What is needed
Say how many lines in the records hold "green". Nothing but the number should be given.

Source material: Begin

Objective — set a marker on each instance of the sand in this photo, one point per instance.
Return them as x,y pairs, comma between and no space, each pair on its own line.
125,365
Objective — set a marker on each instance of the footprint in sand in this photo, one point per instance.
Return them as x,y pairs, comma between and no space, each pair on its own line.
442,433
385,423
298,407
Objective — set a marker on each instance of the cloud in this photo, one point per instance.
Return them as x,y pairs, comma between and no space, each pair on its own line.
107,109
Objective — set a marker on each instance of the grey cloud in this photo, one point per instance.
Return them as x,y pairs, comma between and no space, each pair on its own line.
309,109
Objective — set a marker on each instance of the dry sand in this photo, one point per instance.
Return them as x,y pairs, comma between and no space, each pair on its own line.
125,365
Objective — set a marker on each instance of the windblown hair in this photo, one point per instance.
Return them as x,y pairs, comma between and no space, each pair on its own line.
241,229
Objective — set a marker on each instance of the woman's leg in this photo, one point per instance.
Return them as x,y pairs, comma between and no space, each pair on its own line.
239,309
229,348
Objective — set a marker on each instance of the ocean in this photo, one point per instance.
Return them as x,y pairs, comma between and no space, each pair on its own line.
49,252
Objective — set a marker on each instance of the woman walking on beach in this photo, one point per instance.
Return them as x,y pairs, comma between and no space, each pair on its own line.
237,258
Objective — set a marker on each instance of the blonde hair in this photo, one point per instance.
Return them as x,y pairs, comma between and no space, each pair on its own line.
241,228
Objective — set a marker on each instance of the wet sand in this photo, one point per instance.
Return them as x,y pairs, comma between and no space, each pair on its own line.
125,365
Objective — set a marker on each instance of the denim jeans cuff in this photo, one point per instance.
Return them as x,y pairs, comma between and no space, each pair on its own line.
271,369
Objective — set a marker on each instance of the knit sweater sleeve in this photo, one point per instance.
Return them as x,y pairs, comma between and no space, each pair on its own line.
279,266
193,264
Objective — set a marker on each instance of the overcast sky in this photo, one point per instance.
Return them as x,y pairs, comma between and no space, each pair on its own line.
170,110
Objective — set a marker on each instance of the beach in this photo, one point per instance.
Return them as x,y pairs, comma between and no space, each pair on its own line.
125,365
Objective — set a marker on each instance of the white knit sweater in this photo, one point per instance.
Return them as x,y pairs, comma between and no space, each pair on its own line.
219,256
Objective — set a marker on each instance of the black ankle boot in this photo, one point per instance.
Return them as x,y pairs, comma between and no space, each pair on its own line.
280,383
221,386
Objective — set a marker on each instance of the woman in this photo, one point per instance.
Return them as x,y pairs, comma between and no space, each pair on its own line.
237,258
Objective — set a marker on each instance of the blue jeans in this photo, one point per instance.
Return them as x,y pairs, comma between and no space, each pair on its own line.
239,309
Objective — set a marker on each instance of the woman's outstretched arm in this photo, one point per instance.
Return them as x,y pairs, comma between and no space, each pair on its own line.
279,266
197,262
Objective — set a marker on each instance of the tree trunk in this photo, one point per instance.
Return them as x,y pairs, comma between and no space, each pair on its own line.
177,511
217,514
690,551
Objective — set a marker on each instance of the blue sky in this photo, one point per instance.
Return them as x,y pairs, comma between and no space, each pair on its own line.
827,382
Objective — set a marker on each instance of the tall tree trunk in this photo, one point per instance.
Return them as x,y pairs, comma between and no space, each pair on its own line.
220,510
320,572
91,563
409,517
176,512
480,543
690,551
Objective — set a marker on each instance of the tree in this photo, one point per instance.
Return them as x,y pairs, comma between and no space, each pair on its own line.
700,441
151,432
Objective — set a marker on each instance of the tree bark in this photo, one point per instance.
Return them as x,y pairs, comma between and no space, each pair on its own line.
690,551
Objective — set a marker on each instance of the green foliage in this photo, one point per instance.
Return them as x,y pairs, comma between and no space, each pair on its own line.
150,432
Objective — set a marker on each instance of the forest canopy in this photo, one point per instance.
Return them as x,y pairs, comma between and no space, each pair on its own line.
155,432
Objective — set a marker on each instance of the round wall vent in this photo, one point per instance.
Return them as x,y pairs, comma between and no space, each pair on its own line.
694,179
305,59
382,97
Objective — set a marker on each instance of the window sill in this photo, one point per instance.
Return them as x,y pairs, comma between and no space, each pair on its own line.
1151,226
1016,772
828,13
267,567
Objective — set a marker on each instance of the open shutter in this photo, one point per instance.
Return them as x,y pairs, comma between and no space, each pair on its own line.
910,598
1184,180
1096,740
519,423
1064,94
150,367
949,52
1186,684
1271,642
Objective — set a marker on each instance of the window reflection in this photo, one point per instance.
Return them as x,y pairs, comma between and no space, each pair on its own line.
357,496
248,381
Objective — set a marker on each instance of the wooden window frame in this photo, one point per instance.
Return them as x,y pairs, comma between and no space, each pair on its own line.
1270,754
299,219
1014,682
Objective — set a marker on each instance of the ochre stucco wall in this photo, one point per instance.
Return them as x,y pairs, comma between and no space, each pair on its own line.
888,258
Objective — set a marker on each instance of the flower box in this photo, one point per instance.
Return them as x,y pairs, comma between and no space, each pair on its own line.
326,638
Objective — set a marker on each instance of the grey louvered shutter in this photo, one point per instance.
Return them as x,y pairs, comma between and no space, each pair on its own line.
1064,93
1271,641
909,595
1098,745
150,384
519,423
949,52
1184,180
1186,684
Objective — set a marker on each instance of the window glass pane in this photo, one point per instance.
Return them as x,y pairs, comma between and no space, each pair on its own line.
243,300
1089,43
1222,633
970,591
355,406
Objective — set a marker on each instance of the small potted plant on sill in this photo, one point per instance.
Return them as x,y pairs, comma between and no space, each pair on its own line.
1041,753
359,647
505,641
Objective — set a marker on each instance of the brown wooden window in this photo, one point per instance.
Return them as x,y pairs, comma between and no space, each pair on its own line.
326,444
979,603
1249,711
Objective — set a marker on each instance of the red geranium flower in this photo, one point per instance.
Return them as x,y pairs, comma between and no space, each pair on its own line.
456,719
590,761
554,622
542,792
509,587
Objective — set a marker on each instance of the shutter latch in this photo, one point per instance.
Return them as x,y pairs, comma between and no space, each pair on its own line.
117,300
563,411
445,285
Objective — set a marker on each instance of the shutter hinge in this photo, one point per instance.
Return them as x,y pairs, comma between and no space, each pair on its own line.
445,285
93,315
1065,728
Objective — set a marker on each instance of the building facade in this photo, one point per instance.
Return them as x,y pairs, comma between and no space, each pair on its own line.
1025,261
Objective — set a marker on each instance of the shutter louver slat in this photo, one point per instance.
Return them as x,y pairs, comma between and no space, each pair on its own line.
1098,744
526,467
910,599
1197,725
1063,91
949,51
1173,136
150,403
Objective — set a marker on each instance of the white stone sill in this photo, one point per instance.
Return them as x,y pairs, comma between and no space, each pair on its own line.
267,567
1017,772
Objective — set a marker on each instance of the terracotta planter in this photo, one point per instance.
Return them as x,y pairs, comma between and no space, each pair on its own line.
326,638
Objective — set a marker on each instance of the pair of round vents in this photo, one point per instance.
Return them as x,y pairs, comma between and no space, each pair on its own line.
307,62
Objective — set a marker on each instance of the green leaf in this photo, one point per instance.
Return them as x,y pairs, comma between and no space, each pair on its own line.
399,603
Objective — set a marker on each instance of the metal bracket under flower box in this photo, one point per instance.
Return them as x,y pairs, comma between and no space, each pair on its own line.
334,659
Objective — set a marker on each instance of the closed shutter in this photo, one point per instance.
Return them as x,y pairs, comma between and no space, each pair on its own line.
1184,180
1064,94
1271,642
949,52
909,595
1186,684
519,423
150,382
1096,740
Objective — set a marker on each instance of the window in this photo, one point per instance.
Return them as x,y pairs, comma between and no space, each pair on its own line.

Source material: End

Exercise result
2